Can you extend the interview transcript about Alexander's video production work, picking up after its final line?

• Document excerpt:
** BEGIN **

John: Yeah. Alex has a video production company in Germany. He started using video to save his own time, and by using simple clips instead of telling the same story many times. Today, he helps his customers to save time, build trust, and be found. His personal record was shooting eight videos in an hour. He’s like the JLD of video. Alexander, take a minute, fill in some gaps from that intro, and give us a little glimpse of your personal life.
Alexander: Yeah. When I was a small kid, I realized that the adults believe everything they see on television. So, I decided I want to go there. And when I was 23, I achieved this goal. I worked for television and for, especially, television advertisement. But in 2008, I realized that I got more interviews for my zero-budget silly clips than for the six-figure TV commercials. And yeah, so I switched and decided to produce my own videos. And yeah, it took me another four years until I learned how to earn more money with my own little clips than with TV commercials or as a freelancer in TV.
John: Now, how did you manage to do eight videos in one hour?
Alexander: It comes with training. I’m producing about 600-700 videos a year for me and my customers. And so, I just need a basic idea to make a two-minute clip on my own. And then, do one video after another. I don’t edit it. There’s not much editing involved. But basically, that’s it.
John: So, let’s kinda talk right now about what you consider your area of expertise, which, probably, is video in some way, shape, or form. What is something that we don’t know about this area of expertise? And what’s something that we should know about it?
Alexander: I think the most important part of video – or why video and podcasts is exploding at the moment – is we always share information by telling stories and by watching what other people do. And only in the last years, we had to print the written word – or the last 500 years. Okay, it’s a long time, but compared to how long mankind is existing, this is a pretty short time. So, that’s why everyone loves to watch videos, and I’m pretty sure it’s getting more and more and more.
John: So, Alex, let’s talk about your Freedom Journal journey. How did you first hear about the Freedom Journal? What was the goal that you set? And then, how did you crush it?

** END **

Items from a data source:
** BEGIN **

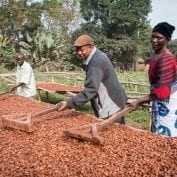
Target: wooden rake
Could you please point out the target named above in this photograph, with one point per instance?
(90, 133)
(24, 121)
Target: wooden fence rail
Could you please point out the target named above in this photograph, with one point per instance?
(133, 89)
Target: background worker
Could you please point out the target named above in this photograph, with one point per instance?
(101, 85)
(163, 80)
(25, 85)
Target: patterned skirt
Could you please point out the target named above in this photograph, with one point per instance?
(164, 115)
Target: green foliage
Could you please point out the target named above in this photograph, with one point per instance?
(114, 26)
(6, 52)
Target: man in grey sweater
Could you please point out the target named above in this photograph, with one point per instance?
(101, 85)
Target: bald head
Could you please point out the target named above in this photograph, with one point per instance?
(20, 58)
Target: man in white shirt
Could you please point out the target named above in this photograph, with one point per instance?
(26, 85)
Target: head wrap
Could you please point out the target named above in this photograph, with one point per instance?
(165, 29)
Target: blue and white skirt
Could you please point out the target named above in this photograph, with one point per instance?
(164, 115)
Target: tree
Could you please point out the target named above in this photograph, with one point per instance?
(119, 21)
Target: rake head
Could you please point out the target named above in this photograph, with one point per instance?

** END **

• Response to the exercise:
Alexander: In the beginning, I heard about it from your newsletter. Then I signed up, and I bought it online. I would have bought it on paper, but it was way too expensive to send it to Germany.
John: It’s so sad, how expensive international shipping is. But that is the great part about the complete digital package, right?
Alexander: Yeah, it was really great. And in the beginning of the journey, I looked up my first reading journal. And I found out that I changed my goal ten times in the first sprint. So, every day, there was a different goal. So, this was the hardest part. But after I figured out what I really wanted to achieve, it became easier and easier. So, it was really good. In the beginning, I wanted to do different products, different stuff. Then I decided, “Okay, I want to find an editor for my company. And I want to find someone who does the video [inaudible] [00:03:35]. But because these are two important parts, and if I want to do more videos, I need people who will help me with this.”
And I started to look for people. This wasn’t that hard. I was really impressed that I found people really early. But it was really hard to give good instructions. And your Freedom Journal really helped me to learn from my mistakes. So, every morning, I stayed focused by answering the question, “How will this help you to achieve your goal?” And every evening, I made at least two mistakes. And I reflected on my mistakes and learned how I can do it better the next time. And when I did the same mistake twice or a third time, at least then I figured out an idea how to fix it.
John: Right. That’s such an incredibly valuable part of the Freedom Journal is that nightly reflection where you say, “Hey, where are two areas that I struggled?” Because we all struggle every single day, Fire Nation. Let’s not just forget about those struggles. Let’s identify the struggles and see if they’re a common theme in our life. And then, try to find a way to find solutions for those struggles. I mean, that’s what being an entrepreneur is all about is finding solutions to your day-to-day struggles so that you can move on to bigger and better things.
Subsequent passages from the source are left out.